'''

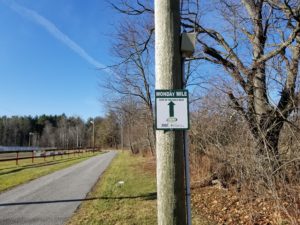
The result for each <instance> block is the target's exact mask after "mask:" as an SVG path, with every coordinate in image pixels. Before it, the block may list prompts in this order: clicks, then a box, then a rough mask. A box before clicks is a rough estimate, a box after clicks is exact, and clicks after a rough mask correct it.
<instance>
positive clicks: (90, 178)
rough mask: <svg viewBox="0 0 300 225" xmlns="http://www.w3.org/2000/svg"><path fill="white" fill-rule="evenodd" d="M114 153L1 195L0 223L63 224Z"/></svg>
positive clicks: (0, 196)
mask: <svg viewBox="0 0 300 225" xmlns="http://www.w3.org/2000/svg"><path fill="white" fill-rule="evenodd" d="M115 155H116V152H108V153H105V154H102V155H97V156H95V157H92V158H90V159H88V160H85V161H83V162H81V163H79V164H76V165H73V166H71V167H68V168H66V169H63V170H60V171H57V172H54V173H52V174H49V175H47V176H44V177H41V178H38V179H36V180H34V181H31V182H29V183H27V184H24V185H21V186H18V187H16V188H14V189H12V190H10V191H7V192H4V193H2V194H0V224H1V225H12V224H14V225H16V224H20V225H62V224H64V223H65V222H66V221H67V219H68V218H70V216H71V215H72V213H73V212H74V211H75V210H76V208H77V207H78V206H79V205H80V203H81V202H82V200H84V199H85V197H86V195H87V193H88V192H89V191H90V190H91V188H92V187H93V185H94V184H95V183H96V181H97V180H98V178H99V177H100V176H101V174H102V173H103V171H104V170H105V169H106V168H107V166H108V165H109V164H110V162H111V160H112V159H113V158H114V156H115Z"/></svg>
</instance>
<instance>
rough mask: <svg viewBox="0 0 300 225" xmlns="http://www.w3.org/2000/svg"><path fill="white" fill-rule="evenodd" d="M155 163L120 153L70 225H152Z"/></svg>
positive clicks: (75, 214) (88, 196)
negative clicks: (90, 200)
mask: <svg viewBox="0 0 300 225" xmlns="http://www.w3.org/2000/svg"><path fill="white" fill-rule="evenodd" d="M154 168H155V164H154V162H153V161H150V160H149V158H143V157H140V156H130V155H129V154H128V153H119V155H118V156H117V158H116V159H115V160H114V161H113V163H112V164H111V165H110V167H109V169H108V170H107V171H106V172H105V174H104V176H103V177H102V179H101V180H100V182H98V184H97V185H96V186H95V187H94V190H93V191H92V192H91V193H90V194H89V196H88V198H87V199H90V200H91V201H85V202H84V203H83V204H82V205H81V207H80V208H79V210H78V211H77V212H76V213H75V214H74V216H73V217H72V218H71V219H70V221H69V223H68V225H84V224H89V225H92V224H101V225H126V224H127V225H135V224H136V225H137V224H138V225H142V224H145V225H146V224H147V225H152V224H157V218H156V180H155V174H154V171H155V169H154Z"/></svg>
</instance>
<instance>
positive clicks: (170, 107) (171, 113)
mask: <svg viewBox="0 0 300 225" xmlns="http://www.w3.org/2000/svg"><path fill="white" fill-rule="evenodd" d="M168 105H169V114H170V117H174V105H175V104H174V102H172V101H170V103H169V104H168Z"/></svg>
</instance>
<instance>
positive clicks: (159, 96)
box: [155, 90, 189, 130]
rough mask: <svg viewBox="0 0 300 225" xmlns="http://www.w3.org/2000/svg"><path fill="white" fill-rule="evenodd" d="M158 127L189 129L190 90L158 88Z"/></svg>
mask: <svg viewBox="0 0 300 225" xmlns="http://www.w3.org/2000/svg"><path fill="white" fill-rule="evenodd" d="M155 106H156V117H155V118H156V120H155V121H156V129H157V130H188V129H189V109H188V90H156V91H155Z"/></svg>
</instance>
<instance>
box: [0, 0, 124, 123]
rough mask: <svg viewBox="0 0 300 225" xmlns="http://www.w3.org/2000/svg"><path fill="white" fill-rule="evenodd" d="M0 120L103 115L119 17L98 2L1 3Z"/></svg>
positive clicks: (20, 1) (103, 114)
mask: <svg viewBox="0 0 300 225" xmlns="http://www.w3.org/2000/svg"><path fill="white" fill-rule="evenodd" d="M0 15H1V19H0V116H3V115H8V116H11V115H32V116H35V115H41V114H62V113H65V114H66V115H68V116H80V117H82V118H84V119H87V118H89V117H95V116H103V115H104V114H105V108H104V106H103V105H102V104H101V102H100V101H99V98H100V97H101V90H100V89H99V86H98V82H99V80H101V79H102V78H103V77H104V76H109V75H110V74H109V71H103V70H97V69H96V68H97V67H102V66H105V65H110V64H112V61H111V58H110V57H111V56H110V49H111V42H110V35H111V34H112V33H113V32H114V30H113V29H114V26H116V24H117V19H118V18H117V14H116V13H115V12H114V11H113V10H112V9H111V8H110V6H109V5H108V4H107V3H106V1H102V0H101V1H99V0H89V1H82V0H38V1H35V0H15V1H13V0H0Z"/></svg>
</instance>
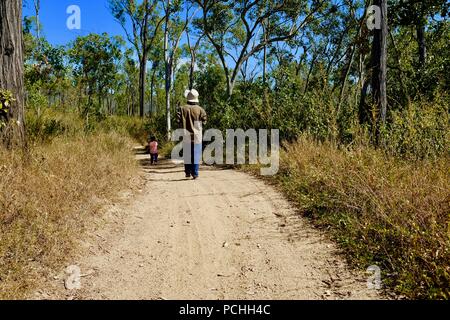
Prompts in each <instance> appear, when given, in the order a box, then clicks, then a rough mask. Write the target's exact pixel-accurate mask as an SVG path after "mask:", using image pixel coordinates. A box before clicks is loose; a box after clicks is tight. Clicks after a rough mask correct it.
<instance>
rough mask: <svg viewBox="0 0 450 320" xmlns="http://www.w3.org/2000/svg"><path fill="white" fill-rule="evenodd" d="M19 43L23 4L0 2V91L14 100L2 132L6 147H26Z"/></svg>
mask: <svg viewBox="0 0 450 320" xmlns="http://www.w3.org/2000/svg"><path fill="white" fill-rule="evenodd" d="M22 40H23V39H22V0H8V1H4V0H2V1H0V88H1V89H6V90H9V91H11V92H12V94H13V97H14V99H15V101H14V102H13V103H12V104H11V105H10V107H9V109H8V113H7V116H6V118H7V119H6V120H7V125H6V128H5V129H4V130H3V131H4V132H3V136H4V141H5V143H6V145H7V146H12V145H17V146H21V147H23V146H25V129H24V78H23V41H22Z"/></svg>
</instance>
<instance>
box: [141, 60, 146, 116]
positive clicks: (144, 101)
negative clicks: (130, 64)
mask: <svg viewBox="0 0 450 320" xmlns="http://www.w3.org/2000/svg"><path fill="white" fill-rule="evenodd" d="M146 74H147V54H146V52H145V53H144V55H143V56H142V58H141V59H140V62H139V116H140V117H141V118H142V117H144V105H145V77H146Z"/></svg>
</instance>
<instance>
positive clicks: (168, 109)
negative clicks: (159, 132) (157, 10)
mask: <svg viewBox="0 0 450 320" xmlns="http://www.w3.org/2000/svg"><path fill="white" fill-rule="evenodd" d="M170 5H171V3H170V0H167V2H166V8H167V9H166V10H167V12H166V17H165V20H166V25H165V29H164V58H165V59H164V60H165V89H166V122H167V128H166V129H167V140H170V138H171V131H172V122H171V114H170V88H171V86H172V84H171V78H172V74H171V70H172V67H171V61H170V60H171V59H170V53H169V20H170Z"/></svg>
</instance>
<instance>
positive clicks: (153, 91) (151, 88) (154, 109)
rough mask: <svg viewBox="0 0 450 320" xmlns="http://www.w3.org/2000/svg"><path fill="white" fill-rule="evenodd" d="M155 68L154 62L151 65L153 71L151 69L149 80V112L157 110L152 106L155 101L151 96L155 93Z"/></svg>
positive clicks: (155, 74) (153, 98) (153, 94)
mask: <svg viewBox="0 0 450 320" xmlns="http://www.w3.org/2000/svg"><path fill="white" fill-rule="evenodd" d="M157 68H158V65H157V64H156V65H155V64H154V65H153V71H152V79H151V82H150V108H151V112H154V113H156V112H157V110H156V108H154V104H155V102H154V97H153V96H154V94H155V77H156V70H157Z"/></svg>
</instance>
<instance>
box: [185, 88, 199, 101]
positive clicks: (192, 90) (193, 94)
mask: <svg viewBox="0 0 450 320" xmlns="http://www.w3.org/2000/svg"><path fill="white" fill-rule="evenodd" d="M199 96H200V94H199V93H198V91H197V90H195V89H192V90H186V91H185V92H184V97H185V98H186V99H187V101H188V102H192V103H198V102H199V101H198V97H199Z"/></svg>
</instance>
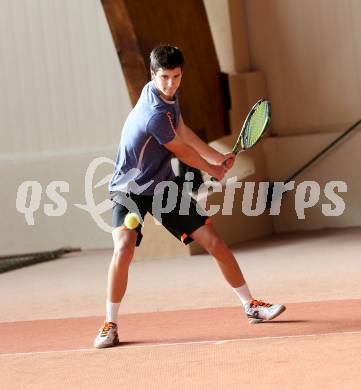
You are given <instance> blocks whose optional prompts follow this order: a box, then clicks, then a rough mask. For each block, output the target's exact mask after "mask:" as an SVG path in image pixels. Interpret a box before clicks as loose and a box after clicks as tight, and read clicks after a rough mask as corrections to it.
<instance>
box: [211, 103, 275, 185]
mask: <svg viewBox="0 0 361 390" xmlns="http://www.w3.org/2000/svg"><path fill="white" fill-rule="evenodd" d="M270 119H271V104H270V102H269V101H268V100H265V99H261V100H259V101H258V102H257V103H256V104H255V105H254V106H253V107H252V108H251V110H250V112H249V113H248V115H247V117H246V119H245V121H244V123H243V126H242V128H241V131H240V133H239V136H238V138H237V141H236V143H235V144H234V146H233V149H232V153H233V154H234V155H235V156H236V155H237V154H238V153H240V152H241V151H243V150H248V149H251V148H253V147H254V146H255V145H256V144H257V143H258V142H259V141H260V140H261V139H262V137H263V135H264V134H265V132H266V130H267V126H268V124H269V122H270ZM224 164H225V165H226V161H225V162H224ZM211 180H213V181H214V180H216V179H215V178H211Z"/></svg>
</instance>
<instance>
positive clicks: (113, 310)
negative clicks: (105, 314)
mask: <svg viewBox="0 0 361 390" xmlns="http://www.w3.org/2000/svg"><path fill="white" fill-rule="evenodd" d="M106 306H107V321H108V322H114V324H117V323H118V311H119V306H120V302H119V303H113V302H110V301H108V300H107V305H106Z"/></svg>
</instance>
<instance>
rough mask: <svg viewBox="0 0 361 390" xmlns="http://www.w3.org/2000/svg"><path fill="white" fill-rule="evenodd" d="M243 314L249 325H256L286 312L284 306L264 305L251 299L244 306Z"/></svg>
mask: <svg viewBox="0 0 361 390" xmlns="http://www.w3.org/2000/svg"><path fill="white" fill-rule="evenodd" d="M244 309H245V312H246V315H247V317H248V321H249V323H250V324H257V323H259V322H263V321H270V320H273V319H274V318H276V317H277V316H279V315H280V314H281V313H283V312H284V311H285V310H286V307H285V306H284V305H279V304H272V303H265V302H262V301H257V300H256V299H253V300H252V301H251V302H249V303H247V304H246V306H245V308H244Z"/></svg>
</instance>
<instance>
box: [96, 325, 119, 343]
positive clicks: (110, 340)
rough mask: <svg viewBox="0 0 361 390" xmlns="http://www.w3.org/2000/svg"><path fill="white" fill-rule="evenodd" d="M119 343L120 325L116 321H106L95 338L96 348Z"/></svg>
mask: <svg viewBox="0 0 361 390" xmlns="http://www.w3.org/2000/svg"><path fill="white" fill-rule="evenodd" d="M116 345H119V337H118V327H117V324H115V323H114V322H104V324H103V326H102V327H101V328H100V329H99V334H98V336H97V337H96V338H95V340H94V347H95V348H109V347H115V346H116Z"/></svg>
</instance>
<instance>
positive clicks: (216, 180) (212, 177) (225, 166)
mask: <svg viewBox="0 0 361 390" xmlns="http://www.w3.org/2000/svg"><path fill="white" fill-rule="evenodd" d="M235 156H236V155H235ZM232 158H233V157H230V158H228V159H227V160H225V161H223V163H222V165H223V166H224V167H225V168H227V161H228V160H231V159H232ZM211 181H219V180H217V179H216V178H215V177H213V176H212V177H211Z"/></svg>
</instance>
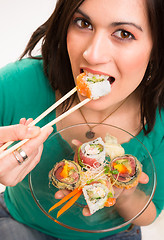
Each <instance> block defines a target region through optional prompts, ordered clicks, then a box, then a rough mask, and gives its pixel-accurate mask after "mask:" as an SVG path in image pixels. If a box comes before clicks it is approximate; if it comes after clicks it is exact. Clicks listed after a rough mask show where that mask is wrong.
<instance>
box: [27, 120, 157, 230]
mask: <svg viewBox="0 0 164 240" xmlns="http://www.w3.org/2000/svg"><path fill="white" fill-rule="evenodd" d="M89 125H90V126H91V127H93V126H95V128H93V130H94V131H95V137H94V139H96V138H97V137H102V139H103V140H104V137H105V136H106V134H107V133H108V134H110V135H112V136H115V137H117V140H118V142H119V143H120V144H121V145H122V146H123V147H124V149H125V154H132V155H134V156H135V157H137V159H138V160H139V161H140V162H141V164H142V170H143V172H145V173H146V174H147V175H148V176H149V182H148V183H147V184H140V183H139V184H138V186H137V188H136V190H135V191H138V190H140V191H141V193H142V192H144V193H145V195H146V198H145V201H144V202H143V204H142V205H140V207H138V206H135V205H134V206H133V207H134V210H135V209H137V211H135V214H134V216H132V217H131V219H128V220H125V219H124V218H122V217H121V216H120V215H119V213H118V211H117V209H116V207H115V206H112V207H104V208H103V209H101V210H99V211H97V212H96V213H94V214H93V215H92V216H89V217H85V216H83V214H82V209H83V207H84V205H86V202H85V200H84V198H83V196H81V197H80V198H79V199H78V201H77V202H76V203H75V204H74V205H73V206H72V207H71V208H70V209H68V210H67V211H66V212H65V213H64V214H62V215H61V216H60V217H59V218H58V219H57V218H56V215H57V212H58V211H59V209H60V208H61V206H60V207H58V208H56V209H55V210H53V211H51V212H50V213H48V210H49V209H50V207H52V206H53V205H54V204H55V203H56V202H58V201H59V200H57V199H55V198H54V194H55V192H56V191H58V189H57V188H55V187H54V186H53V185H52V184H51V183H50V182H49V177H48V174H49V172H50V170H51V169H52V168H53V167H54V165H55V163H56V162H59V161H61V160H63V159H67V160H73V158H74V153H75V150H76V147H75V146H74V145H73V144H72V140H73V139H78V140H79V141H81V142H82V143H84V142H88V141H91V139H87V138H86V132H87V131H88V130H89V128H88V125H87V124H77V125H73V126H69V127H67V128H65V129H62V130H60V131H58V132H56V133H54V134H52V135H51V136H50V137H49V138H48V139H47V141H46V142H45V144H44V151H43V154H42V159H41V161H40V163H39V164H38V165H37V166H36V167H35V169H34V170H33V171H32V172H31V173H30V174H29V186H30V190H31V194H32V196H33V198H34V200H35V202H36V204H37V205H38V207H39V208H40V210H41V211H42V212H43V213H44V214H45V215H46V216H47V217H48V218H50V219H52V220H53V221H54V222H55V223H54V224H56V223H57V224H60V225H61V226H63V227H66V228H68V229H71V230H75V231H80V232H90V233H98V232H108V231H113V230H116V229H119V228H121V227H124V226H126V225H128V224H129V223H131V221H133V220H134V219H135V218H136V217H138V216H139V215H140V214H141V213H142V212H143V211H144V210H145V209H146V208H147V206H148V205H149V203H150V201H151V200H152V197H153V195H154V192H155V187H156V171H155V166H154V162H153V159H152V157H151V155H150V153H149V152H148V150H147V149H146V147H145V146H144V145H143V144H142V142H141V141H140V140H139V139H137V138H136V137H134V136H133V135H132V134H130V133H129V132H127V131H125V130H123V129H121V128H118V127H115V126H112V125H108V124H99V125H96V124H92V123H89ZM45 162H46V164H45ZM133 194H135V192H134V193H133Z"/></svg>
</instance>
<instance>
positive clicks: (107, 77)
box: [85, 71, 109, 80]
mask: <svg viewBox="0 0 164 240" xmlns="http://www.w3.org/2000/svg"><path fill="white" fill-rule="evenodd" d="M85 73H86V78H92V77H96V78H97V79H102V78H104V80H108V78H109V76H108V75H103V74H93V73H90V72H87V71H85Z"/></svg>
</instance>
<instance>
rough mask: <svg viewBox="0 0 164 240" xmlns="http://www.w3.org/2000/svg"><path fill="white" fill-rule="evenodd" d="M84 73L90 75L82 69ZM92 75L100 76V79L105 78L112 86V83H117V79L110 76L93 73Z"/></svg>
mask: <svg viewBox="0 0 164 240" xmlns="http://www.w3.org/2000/svg"><path fill="white" fill-rule="evenodd" d="M83 72H87V73H89V72H88V71H84V70H83V69H80V73H83ZM91 74H92V75H95V76H98V78H101V77H105V78H106V79H107V80H108V81H109V83H110V85H111V84H112V83H114V81H115V78H114V77H112V76H109V75H104V74H93V73H91Z"/></svg>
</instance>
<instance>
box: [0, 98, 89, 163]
mask: <svg viewBox="0 0 164 240" xmlns="http://www.w3.org/2000/svg"><path fill="white" fill-rule="evenodd" d="M90 100H91V99H90V98H86V99H85V100H83V101H82V102H80V103H78V104H77V105H75V106H74V107H72V108H71V109H69V110H67V111H66V112H65V113H63V114H62V115H60V116H59V117H57V118H55V119H54V120H52V121H51V122H49V123H48V124H46V125H45V126H44V127H42V128H41V130H43V129H45V128H46V127H48V126H53V125H54V124H56V123H57V122H59V121H60V120H62V119H63V118H65V117H66V116H68V115H69V114H71V113H73V112H74V111H76V110H77V109H79V108H80V107H82V106H83V105H85V104H86V103H88V102H89V101H90ZM27 141H29V139H24V140H22V141H20V142H18V143H16V144H15V145H14V146H12V147H10V148H9V149H7V150H6V151H3V152H2V153H1V154H0V158H3V157H5V156H6V155H8V154H9V153H12V152H13V151H15V150H16V149H18V148H19V147H21V146H22V145H23V144H24V143H26V142H27Z"/></svg>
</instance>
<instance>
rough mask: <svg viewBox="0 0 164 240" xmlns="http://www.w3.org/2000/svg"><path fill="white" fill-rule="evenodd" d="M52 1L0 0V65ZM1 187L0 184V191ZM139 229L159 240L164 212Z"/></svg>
mask: <svg viewBox="0 0 164 240" xmlns="http://www.w3.org/2000/svg"><path fill="white" fill-rule="evenodd" d="M55 3H56V0H0V67H3V66H4V65H6V64H7V63H9V62H12V61H15V60H17V59H18V58H19V56H20V55H21V53H22V52H23V50H24V48H25V46H26V44H27V42H28V40H29V38H30V36H31V34H32V33H33V31H34V30H35V29H36V28H37V27H38V26H40V25H41V24H42V23H44V22H45V21H46V20H47V19H48V17H49V16H50V14H51V13H52V12H53V10H54V7H55ZM38 50H39V48H38ZM3 189H4V187H3V186H2V185H0V191H2V190H3ZM142 232H143V240H151V239H156V240H162V239H163V236H164V213H162V214H161V216H160V217H159V218H158V219H157V220H156V221H155V223H153V224H152V225H150V226H148V227H143V228H142Z"/></svg>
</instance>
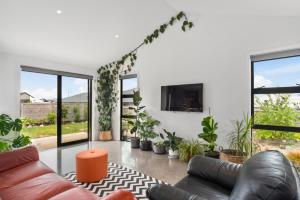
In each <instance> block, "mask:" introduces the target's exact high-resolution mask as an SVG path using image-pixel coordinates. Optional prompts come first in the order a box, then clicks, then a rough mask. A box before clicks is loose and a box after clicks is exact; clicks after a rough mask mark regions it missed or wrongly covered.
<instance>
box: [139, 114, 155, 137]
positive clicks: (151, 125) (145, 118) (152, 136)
mask: <svg viewBox="0 0 300 200" xmlns="http://www.w3.org/2000/svg"><path fill="white" fill-rule="evenodd" d="M158 124H159V121H158V120H156V119H154V118H153V117H152V116H150V115H149V114H148V113H147V112H146V111H144V112H142V119H141V124H140V130H139V135H140V138H141V140H143V141H148V139H153V138H155V137H156V136H157V134H156V133H155V132H154V127H155V126H157V125H158Z"/></svg>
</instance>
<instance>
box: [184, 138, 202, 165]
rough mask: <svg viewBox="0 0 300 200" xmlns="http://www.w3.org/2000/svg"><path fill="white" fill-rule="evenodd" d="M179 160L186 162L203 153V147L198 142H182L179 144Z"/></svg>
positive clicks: (185, 141)
mask: <svg viewBox="0 0 300 200" xmlns="http://www.w3.org/2000/svg"><path fill="white" fill-rule="evenodd" d="M178 150H179V160H181V161H184V162H188V161H189V160H190V159H191V158H192V157H194V156H195V155H202V154H203V153H204V148H203V145H202V144H201V143H200V142H199V141H195V140H192V141H183V142H181V143H180V144H179V147H178Z"/></svg>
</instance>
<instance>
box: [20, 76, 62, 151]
mask: <svg viewBox="0 0 300 200" xmlns="http://www.w3.org/2000/svg"><path fill="white" fill-rule="evenodd" d="M56 99H57V76H55V75H48V74H40V73H33V72H24V71H22V72H21V94H20V104H21V106H20V108H21V111H20V113H21V119H22V122H23V129H22V131H21V133H22V134H24V135H28V136H30V137H31V141H32V143H33V144H34V145H36V146H37V147H38V148H39V149H40V150H44V149H49V148H54V147H56V146H57V126H56V121H57V120H56V107H57V103H56V102H57V101H56Z"/></svg>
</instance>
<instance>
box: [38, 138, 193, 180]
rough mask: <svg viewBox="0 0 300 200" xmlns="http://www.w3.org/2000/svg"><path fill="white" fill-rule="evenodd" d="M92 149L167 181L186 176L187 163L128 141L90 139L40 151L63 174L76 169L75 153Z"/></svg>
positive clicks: (151, 175)
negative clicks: (125, 141) (106, 151)
mask: <svg viewBox="0 0 300 200" xmlns="http://www.w3.org/2000/svg"><path fill="white" fill-rule="evenodd" d="M93 148H104V149H106V150H108V153H109V161H110V162H114V163H116V164H119V165H123V166H126V167H128V168H131V169H134V170H136V171H139V172H141V173H144V174H146V175H149V176H152V177H154V178H157V179H159V180H162V181H165V182H167V183H170V184H175V183H176V182H177V181H179V180H180V179H181V178H183V177H184V176H186V168H187V164H186V163H184V162H181V161H179V160H171V159H168V156H167V155H156V154H154V153H152V152H145V151H141V150H139V149H131V147H130V143H129V142H121V141H109V142H100V141H93V142H87V143H82V144H79V145H73V146H68V147H62V148H54V149H49V150H45V151H41V152H40V159H41V160H42V161H43V162H44V163H45V164H46V165H48V166H49V167H51V168H52V169H53V170H54V171H56V172H57V173H59V174H61V175H64V174H66V173H68V172H72V171H75V155H76V153H78V152H80V151H82V150H86V149H93Z"/></svg>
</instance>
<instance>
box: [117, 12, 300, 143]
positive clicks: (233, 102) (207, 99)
mask: <svg viewBox="0 0 300 200" xmlns="http://www.w3.org/2000/svg"><path fill="white" fill-rule="evenodd" d="M194 21H195V22H196V26H195V28H194V29H192V30H191V31H189V32H186V33H183V32H181V31H180V27H179V26H177V27H173V28H171V29H170V30H168V31H167V32H166V33H165V34H164V36H162V37H161V38H160V39H158V40H157V41H155V42H154V43H153V44H151V45H149V46H146V47H143V48H142V49H140V51H139V53H138V60H137V63H136V70H137V73H138V76H139V85H140V89H141V95H142V97H143V102H142V104H143V105H146V106H147V108H146V109H147V110H148V111H149V112H150V113H151V114H152V115H153V116H154V117H155V118H156V119H158V120H160V121H161V125H160V127H159V130H161V128H166V129H168V130H171V131H176V133H177V134H178V135H179V136H182V137H184V138H187V139H193V138H196V137H197V134H198V133H200V131H201V120H202V118H203V117H205V116H206V115H207V114H208V108H209V107H210V108H211V113H212V115H213V116H214V117H215V119H216V121H217V122H219V130H218V134H219V138H218V144H219V145H223V146H226V145H227V141H228V139H227V137H226V135H227V133H228V132H229V131H230V128H231V123H232V120H234V119H241V117H242V115H243V112H245V113H249V114H250V59H249V58H250V55H252V54H256V53H261V52H269V51H274V50H281V49H285V48H289V47H300V18H299V17H298V18H296V17H295V18H294V17H285V18H283V17H251V18H250V17H224V16H219V17H213V18H212V17H200V18H199V19H195V20H194ZM186 83H204V112H203V113H185V112H165V111H160V87H161V86H162V85H172V84H186ZM116 124H117V123H116Z"/></svg>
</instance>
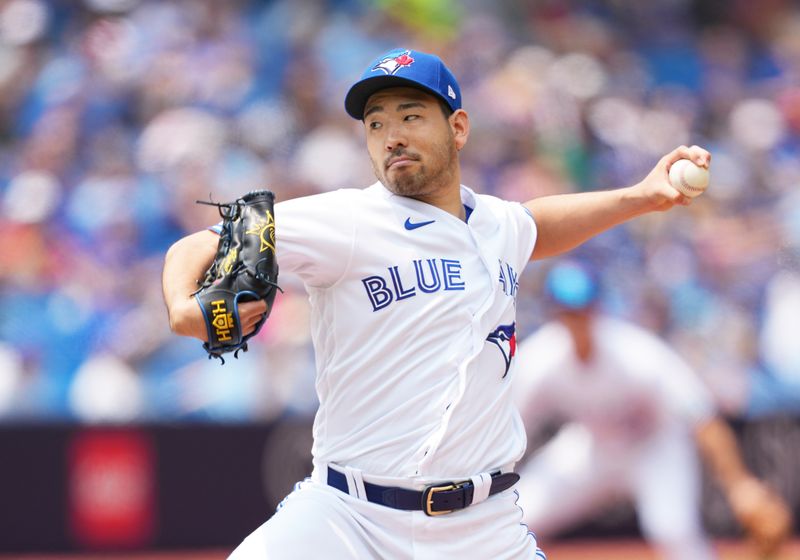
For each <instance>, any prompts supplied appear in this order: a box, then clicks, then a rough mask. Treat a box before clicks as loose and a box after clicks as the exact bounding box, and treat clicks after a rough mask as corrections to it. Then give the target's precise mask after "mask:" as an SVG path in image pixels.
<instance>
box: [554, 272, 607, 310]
mask: <svg viewBox="0 0 800 560" xmlns="http://www.w3.org/2000/svg"><path fill="white" fill-rule="evenodd" d="M544 291H545V295H546V297H547V299H548V300H549V301H550V302H551V303H554V304H556V305H559V306H561V307H566V308H567V309H575V310H577V309H585V308H586V307H589V306H590V305H592V304H593V303H594V302H595V300H597V298H598V296H599V295H600V289H599V285H598V281H597V279H596V277H595V274H594V273H593V272H592V271H591V270H590V269H589V267H587V266H584V265H583V264H581V263H578V262H575V261H565V262H561V263H559V264H557V265H555V266H554V267H553V268H552V269H550V271H549V272H548V273H547V277H546V278H545V284H544Z"/></svg>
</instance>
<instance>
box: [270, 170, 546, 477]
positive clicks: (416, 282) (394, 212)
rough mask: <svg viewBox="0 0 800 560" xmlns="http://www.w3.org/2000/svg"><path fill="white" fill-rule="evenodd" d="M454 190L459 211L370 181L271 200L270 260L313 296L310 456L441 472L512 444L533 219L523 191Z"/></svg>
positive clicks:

'''

What you have to do
Copy the lines of the entries above that mention "given".

Result of the task
Prompts in each <instance> appear, when given, in the order a box, then clicks, then a rough mask. Write the target's exact pixel-accurate mask as an SVG path after "mask:", using image pixel coordinates. A box before clicks is loose; a box after clicks is tight. Clicks after a rough mask correct it.
You are given <instance> blocks whose optional prompts follow this order: a box, then clicks, then a rough mask. For each block, output the target's exact mask after "mask:" as an SVG path in image pixels. Interpret a box before clicks as loose and a box after clicks as tight, and read clicks after a rough mask as corrections to it.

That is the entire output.